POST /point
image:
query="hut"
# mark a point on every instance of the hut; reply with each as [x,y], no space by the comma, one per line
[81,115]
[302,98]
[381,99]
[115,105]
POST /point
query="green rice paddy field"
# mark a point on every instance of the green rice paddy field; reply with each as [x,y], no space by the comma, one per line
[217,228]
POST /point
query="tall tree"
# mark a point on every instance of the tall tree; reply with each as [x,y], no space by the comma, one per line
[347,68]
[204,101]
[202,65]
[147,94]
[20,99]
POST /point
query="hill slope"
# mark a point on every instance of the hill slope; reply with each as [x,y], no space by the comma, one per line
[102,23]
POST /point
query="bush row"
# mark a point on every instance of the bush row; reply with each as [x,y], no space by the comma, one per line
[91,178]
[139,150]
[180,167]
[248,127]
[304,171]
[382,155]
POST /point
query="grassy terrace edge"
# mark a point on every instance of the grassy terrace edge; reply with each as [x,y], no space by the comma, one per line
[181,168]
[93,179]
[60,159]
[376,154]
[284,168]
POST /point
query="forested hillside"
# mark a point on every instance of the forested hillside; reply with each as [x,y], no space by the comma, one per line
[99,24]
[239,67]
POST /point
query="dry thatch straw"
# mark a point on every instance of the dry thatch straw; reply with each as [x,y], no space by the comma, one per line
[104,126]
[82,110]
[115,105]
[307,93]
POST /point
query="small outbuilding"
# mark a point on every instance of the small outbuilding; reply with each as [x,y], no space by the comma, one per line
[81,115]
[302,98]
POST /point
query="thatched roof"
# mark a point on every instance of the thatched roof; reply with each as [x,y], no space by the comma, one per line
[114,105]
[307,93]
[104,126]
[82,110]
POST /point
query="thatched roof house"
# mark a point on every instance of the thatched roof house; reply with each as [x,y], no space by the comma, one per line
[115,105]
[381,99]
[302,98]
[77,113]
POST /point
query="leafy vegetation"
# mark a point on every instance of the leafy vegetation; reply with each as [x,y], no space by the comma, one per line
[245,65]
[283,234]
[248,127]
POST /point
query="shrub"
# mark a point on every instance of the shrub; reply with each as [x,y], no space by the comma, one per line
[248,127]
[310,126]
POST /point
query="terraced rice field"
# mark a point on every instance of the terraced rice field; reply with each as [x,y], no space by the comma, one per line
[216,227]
---+---
▶ _Exercise description_
Repeat each record exactly. Omit nothing.

▶ _Your solution_
POST /point
image:
query="hut"
# mark a point on every instance of the hut; reply with each as [x,y], no space by the comma, one per line
[81,115]
[302,98]
[381,99]
[115,105]
POST /point
query="green rice paddy field"
# mark a point on every instance of the green rice paddy field; reply with each as [x,y], no space by the comma, one per line
[217,228]
POST /point
query="tall tree"
# mark a point on every instance of the tall tree; reply with each as [x,y], no space by the comma, one per line
[347,68]
[204,101]
[202,65]
[147,94]
[20,99]
POST /point
query="hill slope"
# mark a point on every instance of the hill slope; reply with each as [x,y], no space by the comma, one per line
[102,23]
POST /point
query="bush row"
# mark a point on every instance of the bush row; reply with each as [x,y], no space by the comma, one per line
[91,178]
[139,150]
[180,167]
[248,127]
[304,171]
[382,155]
POST /point
query="grassy terrace edge"
# mark a point on every instance of the grassy terrace edge; reply with each as [x,y], no space by the comma, one per line
[181,168]
[93,179]
[60,159]
[376,154]
[284,168]
POST /point
query="forested hillside"
# mark a point on every instance of the forested hillside; reply with each as [x,y], no space by the comma, one per line
[99,24]
[239,67]
POST /point
query="dry thatch straw"
# mark a point on every instance of the dry thatch straw; reply with each as [x,y], no space by the comma, one per line
[104,126]
[82,110]
[115,105]
[307,93]
POST /point
query="small outbuilding"
# mark a point on every instance of the small outbuilding; reply with each as [x,y], no space by the comma, one per line
[81,115]
[302,98]
POST /point
query="thatched roof"
# mark a point on every instance of the thatched roof; reply with each as [x,y], no space by the comma, one per line
[114,105]
[307,93]
[104,126]
[82,110]
POST /point
query="thatched roof house"
# mark a point on every instance of the thatched roof house; reply with each as [x,y], no space by the comma, one per line
[115,105]
[381,99]
[302,98]
[77,113]
POST /point
query="leafy vegetation"
# mark a point on every instance of the leafy vegetation; reply with each as [x,y], no space by the comma, one per line
[245,65]
[283,234]
[248,127]
POST /point
query="shrub"
# mark a point on every instance of the shrub; reply with each as [x,y], no space by the comma, one per line
[248,127]
[310,126]
POST /point
query="terraced rice field"
# mark a point on every instance of the terraced rice field; reply with each as [x,y], no space by the comma, one per line
[216,227]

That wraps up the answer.